Schreibe alle Einträge neu und ersetze dabei jedes „Result“ durch „Output“. Alles Übrige bleibt unverändert.

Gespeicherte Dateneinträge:
------------------------------------------------------------------------

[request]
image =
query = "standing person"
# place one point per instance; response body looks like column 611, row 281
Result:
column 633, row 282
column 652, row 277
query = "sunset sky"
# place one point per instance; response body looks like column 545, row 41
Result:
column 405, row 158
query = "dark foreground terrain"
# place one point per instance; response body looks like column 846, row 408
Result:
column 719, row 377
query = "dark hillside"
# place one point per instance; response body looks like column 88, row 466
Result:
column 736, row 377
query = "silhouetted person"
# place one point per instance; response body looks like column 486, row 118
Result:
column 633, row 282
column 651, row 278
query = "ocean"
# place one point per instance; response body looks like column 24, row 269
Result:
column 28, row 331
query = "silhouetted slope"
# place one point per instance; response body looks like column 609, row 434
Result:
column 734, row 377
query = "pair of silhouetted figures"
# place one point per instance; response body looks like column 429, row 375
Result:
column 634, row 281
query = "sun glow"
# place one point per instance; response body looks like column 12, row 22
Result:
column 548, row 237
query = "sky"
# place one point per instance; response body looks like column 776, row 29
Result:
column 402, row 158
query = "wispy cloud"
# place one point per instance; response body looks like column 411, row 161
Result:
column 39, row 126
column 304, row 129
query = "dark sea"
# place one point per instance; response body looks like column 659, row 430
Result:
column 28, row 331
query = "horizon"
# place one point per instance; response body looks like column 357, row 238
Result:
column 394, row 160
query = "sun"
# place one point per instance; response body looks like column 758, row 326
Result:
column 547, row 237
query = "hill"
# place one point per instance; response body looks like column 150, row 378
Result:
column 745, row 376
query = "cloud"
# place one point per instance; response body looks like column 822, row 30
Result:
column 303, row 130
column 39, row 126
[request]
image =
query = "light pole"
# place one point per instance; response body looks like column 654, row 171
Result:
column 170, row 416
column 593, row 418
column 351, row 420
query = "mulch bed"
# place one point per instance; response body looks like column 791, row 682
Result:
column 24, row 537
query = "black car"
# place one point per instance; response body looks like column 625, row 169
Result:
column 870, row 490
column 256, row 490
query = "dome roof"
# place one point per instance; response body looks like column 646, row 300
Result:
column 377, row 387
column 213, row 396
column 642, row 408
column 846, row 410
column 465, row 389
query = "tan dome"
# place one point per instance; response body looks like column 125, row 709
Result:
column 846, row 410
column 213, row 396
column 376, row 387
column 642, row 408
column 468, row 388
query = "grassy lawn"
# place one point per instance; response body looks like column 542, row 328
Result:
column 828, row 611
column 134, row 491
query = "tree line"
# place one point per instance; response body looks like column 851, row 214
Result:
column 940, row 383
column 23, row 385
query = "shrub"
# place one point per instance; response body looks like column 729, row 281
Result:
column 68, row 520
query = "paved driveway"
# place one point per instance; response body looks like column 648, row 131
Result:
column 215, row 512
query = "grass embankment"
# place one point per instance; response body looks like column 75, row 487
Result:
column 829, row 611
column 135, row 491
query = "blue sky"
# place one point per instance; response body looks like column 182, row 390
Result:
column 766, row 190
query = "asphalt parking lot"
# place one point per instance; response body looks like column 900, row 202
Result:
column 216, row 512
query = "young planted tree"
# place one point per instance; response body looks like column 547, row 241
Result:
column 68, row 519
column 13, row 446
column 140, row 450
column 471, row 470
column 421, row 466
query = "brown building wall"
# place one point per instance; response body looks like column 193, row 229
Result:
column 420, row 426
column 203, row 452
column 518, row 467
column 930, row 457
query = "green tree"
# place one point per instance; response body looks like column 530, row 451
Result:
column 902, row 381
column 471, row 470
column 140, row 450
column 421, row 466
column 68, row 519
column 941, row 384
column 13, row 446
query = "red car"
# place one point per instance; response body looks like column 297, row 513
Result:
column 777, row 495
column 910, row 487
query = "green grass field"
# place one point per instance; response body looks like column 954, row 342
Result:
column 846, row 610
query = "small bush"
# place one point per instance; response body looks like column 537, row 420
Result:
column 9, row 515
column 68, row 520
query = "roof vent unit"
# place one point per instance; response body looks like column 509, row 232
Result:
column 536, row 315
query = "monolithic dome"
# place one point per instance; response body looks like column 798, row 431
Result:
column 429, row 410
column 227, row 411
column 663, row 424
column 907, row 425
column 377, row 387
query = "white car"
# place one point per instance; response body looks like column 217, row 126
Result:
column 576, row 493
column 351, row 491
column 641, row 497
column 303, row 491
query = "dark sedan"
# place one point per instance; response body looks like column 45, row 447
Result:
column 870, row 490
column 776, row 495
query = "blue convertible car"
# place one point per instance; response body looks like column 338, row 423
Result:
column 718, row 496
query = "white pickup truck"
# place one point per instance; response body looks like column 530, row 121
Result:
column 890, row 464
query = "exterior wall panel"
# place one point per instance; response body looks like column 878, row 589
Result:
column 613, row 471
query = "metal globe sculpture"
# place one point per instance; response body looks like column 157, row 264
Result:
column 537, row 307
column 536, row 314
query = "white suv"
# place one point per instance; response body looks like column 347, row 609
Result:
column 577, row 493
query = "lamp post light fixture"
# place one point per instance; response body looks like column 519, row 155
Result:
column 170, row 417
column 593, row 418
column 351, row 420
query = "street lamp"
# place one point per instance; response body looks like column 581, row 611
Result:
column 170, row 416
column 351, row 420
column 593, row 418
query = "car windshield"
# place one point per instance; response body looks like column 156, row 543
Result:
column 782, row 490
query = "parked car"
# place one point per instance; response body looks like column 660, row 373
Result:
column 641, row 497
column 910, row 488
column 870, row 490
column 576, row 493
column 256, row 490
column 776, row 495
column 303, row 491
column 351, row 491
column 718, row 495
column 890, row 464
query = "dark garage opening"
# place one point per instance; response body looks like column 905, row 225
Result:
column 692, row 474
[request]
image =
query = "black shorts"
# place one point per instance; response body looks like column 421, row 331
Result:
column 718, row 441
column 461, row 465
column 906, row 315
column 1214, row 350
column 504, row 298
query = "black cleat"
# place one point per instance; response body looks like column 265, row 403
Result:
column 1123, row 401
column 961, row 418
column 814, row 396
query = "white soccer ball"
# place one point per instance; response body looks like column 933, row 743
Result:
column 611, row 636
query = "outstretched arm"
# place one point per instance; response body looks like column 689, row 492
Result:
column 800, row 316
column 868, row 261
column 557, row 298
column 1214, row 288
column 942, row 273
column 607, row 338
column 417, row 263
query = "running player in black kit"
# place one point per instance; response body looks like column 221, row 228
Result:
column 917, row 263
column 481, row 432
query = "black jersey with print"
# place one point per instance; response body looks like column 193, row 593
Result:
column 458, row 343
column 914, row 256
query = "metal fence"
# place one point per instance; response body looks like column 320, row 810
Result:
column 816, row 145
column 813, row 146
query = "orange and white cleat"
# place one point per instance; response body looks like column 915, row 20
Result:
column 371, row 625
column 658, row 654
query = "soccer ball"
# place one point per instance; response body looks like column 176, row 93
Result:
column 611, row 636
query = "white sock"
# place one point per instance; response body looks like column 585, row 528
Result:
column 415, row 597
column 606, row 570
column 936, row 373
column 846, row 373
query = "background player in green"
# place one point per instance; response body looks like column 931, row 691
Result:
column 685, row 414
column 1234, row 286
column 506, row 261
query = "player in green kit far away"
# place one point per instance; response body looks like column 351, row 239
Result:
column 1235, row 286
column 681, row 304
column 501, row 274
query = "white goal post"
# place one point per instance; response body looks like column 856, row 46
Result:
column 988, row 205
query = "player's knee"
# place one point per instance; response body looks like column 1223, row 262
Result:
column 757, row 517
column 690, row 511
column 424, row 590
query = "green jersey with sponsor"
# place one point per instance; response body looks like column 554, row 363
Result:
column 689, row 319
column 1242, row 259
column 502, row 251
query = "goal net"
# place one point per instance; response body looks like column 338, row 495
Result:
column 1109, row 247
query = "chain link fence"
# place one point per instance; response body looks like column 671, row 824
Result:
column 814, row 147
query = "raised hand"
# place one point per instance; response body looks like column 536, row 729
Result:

------------------------------------------------------------------------

» **Erwartete Antwort**
[request]
image =
query = "standing person"
# place one point per instance; response body looks like column 611, row 281
Output:
column 633, row 282
column 652, row 277
query = "sunset sky"
# place one point per instance; response body looks like column 545, row 41
Output:
column 405, row 158
query = "dark foreground terrain"
# place one point per instance; response body looks like column 846, row 408
Output:
column 719, row 377
query = "dark hillside"
# place one point per instance; response body looks like column 88, row 466
Output:
column 736, row 377
query = "silhouetted person"
# place one point per instance; response body looks like column 486, row 118
Output:
column 633, row 282
column 651, row 278
query = "ocean"
# place one point per instance; response body looks like column 24, row 269
Output:
column 28, row 331
query = "silhouetted slope"
# place one point per instance; response body looks like column 609, row 434
Output:
column 734, row 377
query = "pair of silhouetted figures"
# place one point per instance; response body looks like column 429, row 375
Output:
column 634, row 281
query = "sun glow"
# place one point per instance; response body looks like column 12, row 22
Output:
column 548, row 237
query = "sky"
# place one point per instance; response body looks like column 776, row 29
Output:
column 402, row 158
query = "wispy cloud"
# place one point per instance; response body looks like column 411, row 161
Output:
column 39, row 126
column 304, row 129
query = "dark sea"
# place one point per instance; response body looks like column 659, row 430
Output:
column 28, row 331
query = "horizon"
# place one point per instance; response body looks like column 357, row 238
Output:
column 394, row 160
query = "sun"
# place one point per instance; response body looks like column 758, row 326
Output:
column 547, row 237
query = "hill"
# place one point per instance; response body looks like column 150, row 378
Output:
column 745, row 376
query = "cloud"
# place one point per instance; response body looks like column 822, row 30
Output:
column 303, row 130
column 39, row 126
[request]
image =
query = "light pole"
# place one point per instance; response body looks like column 654, row 171
Output:
column 170, row 416
column 593, row 418
column 351, row 420
query = "mulch bed"
# place one point per instance; response body looks like column 791, row 682
Output:
column 24, row 537
query = "black car"
# place one point per instance; response body looks like column 625, row 169
Output:
column 870, row 490
column 256, row 490
query = "dome roof"
# place one point per instance; response body looks like column 646, row 300
Output:
column 377, row 387
column 213, row 396
column 642, row 408
column 846, row 410
column 465, row 389
query = "tan dome"
# place one point per instance; response body looks like column 125, row 709
Output:
column 846, row 410
column 213, row 396
column 376, row 387
column 642, row 408
column 468, row 388
query = "grassy lawn"
# place one point per instance; response body looks like column 542, row 328
Output:
column 828, row 611
column 134, row 491
query = "tree line"
# place one point per instance; response body looks like column 851, row 214
Output:
column 940, row 383
column 23, row 385
query = "shrub"
# place one point per instance; response body looks like column 729, row 281
Output:
column 68, row 520
query = "paved driveway"
# place one point per instance; response body looks like column 648, row 131
Output:
column 215, row 512
query = "grass embankment"
# place one point per instance; response body looks like column 75, row 487
Output:
column 829, row 611
column 135, row 491
query = "blue sky"
# place one point per instance; response body looks like column 182, row 390
Output:
column 766, row 190
query = "asphalt parking lot"
# place one point per instance; response body looks like column 900, row 202
Output:
column 216, row 512
query = "young planted tree"
# place one point per instance; response body looks like column 547, row 241
Output:
column 68, row 519
column 13, row 446
column 140, row 450
column 471, row 470
column 421, row 466
query = "brown building wall"
# place one point per instance; response body looks like column 193, row 229
Output:
column 420, row 426
column 203, row 452
column 518, row 467
column 930, row 457
query = "green tree"
# place one point per instance; response body looks like column 530, row 451
Output:
column 902, row 381
column 471, row 470
column 140, row 450
column 421, row 466
column 68, row 519
column 941, row 384
column 13, row 446
query = "red car"
# place one point per instance; response body looks like column 297, row 513
Output:
column 777, row 495
column 910, row 487
query = "green grass field"
# place one point per instance; response body looks like column 954, row 342
Output:
column 846, row 610
query = "small bush"
# place one point per instance; response body looks like column 537, row 420
Output:
column 9, row 515
column 68, row 520
query = "roof vent unit"
# place one point per instance; response body looks like column 509, row 232
Output:
column 536, row 315
query = "monolithic dome"
# place one point per instance; response body looks like column 798, row 431
Output:
column 429, row 410
column 227, row 411
column 663, row 424
column 907, row 425
column 377, row 387
query = "white car"
# place one point per instance; response body looks like column 217, row 126
Output:
column 576, row 493
column 351, row 491
column 641, row 497
column 303, row 491
query = "dark sedan"
# place one point per instance; response body looks like column 45, row 447
Output:
column 870, row 490
column 776, row 495
query = "blue convertible car"
# place one point per instance; response body looks like column 338, row 423
Output:
column 718, row 496
query = "white pickup truck"
# place one point per instance; response body looks like column 530, row 121
Output:
column 890, row 464
query = "exterior wall panel"
# place one point per instance; response body looks like column 878, row 589
Output:
column 613, row 471
query = "metal globe sculpture"
# place one point per instance; response body looks like column 157, row 264
Output:
column 537, row 307
column 536, row 314
query = "white suv"
# place one point per instance; response body looks like column 347, row 609
Output:
column 577, row 493
query = "lamp post light fixture"
# place one point per instance; response body looks like column 519, row 155
Output:
column 170, row 417
column 593, row 418
column 351, row 420
query = "street lamp"
# place one point per instance; response body looks like column 581, row 611
Output:
column 170, row 416
column 351, row 420
column 593, row 418
query = "car windshield"
# place one point per instance; response body looks like column 156, row 543
Output:
column 782, row 490
query = "parked car"
# place one point per instance; response body looks like column 660, row 373
Output:
column 641, row 497
column 910, row 488
column 870, row 490
column 576, row 493
column 256, row 490
column 776, row 495
column 303, row 491
column 351, row 491
column 718, row 495
column 890, row 464
query = "dark garage opening"
# place one point per instance; response body looks like column 905, row 225
Output:
column 692, row 474
[request]
image =
query = "black shorts"
# place one point per instance; response body looks like column 421, row 331
Output:
column 718, row 441
column 461, row 465
column 906, row 315
column 1214, row 350
column 504, row 298
query = "black cleat"
# place one point per instance; response body looks like column 265, row 403
Output:
column 1123, row 401
column 961, row 418
column 814, row 396
query = "white soccer ball"
# place one point per instance; response body looks like column 933, row 743
Output:
column 611, row 636
query = "outstretched arm"
# place one point per instance; response body looks like column 689, row 492
Output:
column 800, row 316
column 868, row 261
column 557, row 298
column 1214, row 288
column 942, row 273
column 607, row 338
column 417, row 263
query = "running player in black kit"
# place one point per instance; response body looks like column 221, row 228
Output:
column 917, row 263
column 481, row 432
query = "black jersey with print"
# place one point per instance; response body looks like column 193, row 593
Output:
column 458, row 343
column 914, row 256
query = "metal fence"
# place one point per instance; response body looks like column 320, row 810
Output:
column 816, row 145
column 813, row 146
query = "orange and white cleat"
# place one point per instance; response body looks like column 915, row 20
Output:
column 371, row 625
column 658, row 654
query = "soccer ball"
# place one point per instance; response body looks like column 176, row 93
Output:
column 611, row 636
query = "white sock"
# place one point per instance; response body looks like column 585, row 528
Output:
column 415, row 597
column 606, row 570
column 936, row 373
column 846, row 373
query = "background player in green"
# place one point per instance; response body looks like column 931, row 691
Output:
column 685, row 414
column 1234, row 286
column 506, row 261
query = "player in green kit far away"
# place one point per instance; response body looks like column 351, row 239
Output:
column 1235, row 286
column 681, row 304
column 501, row 274
query = "white goal post"
# place one point per instance; response body looks like column 856, row 46
Output:
column 988, row 205
query = "player's knee"
# place one point per instance; response body looks like column 1223, row 262
Output:
column 757, row 517
column 690, row 511
column 424, row 590
query = "green jersey with sponsor"
# place one point per instance; response body looks like column 554, row 363
Output:
column 689, row 319
column 1242, row 259
column 502, row 251
query = "goal net"
# place one point per instance; response body looks like column 338, row 495
Output:
column 1109, row 247
query = "chain link fence"
# place one point per instance; response body looks like column 671, row 824
Output:
column 814, row 147
query = "raised hand"
# place one point per instance; response body looks like column 536, row 729
Output:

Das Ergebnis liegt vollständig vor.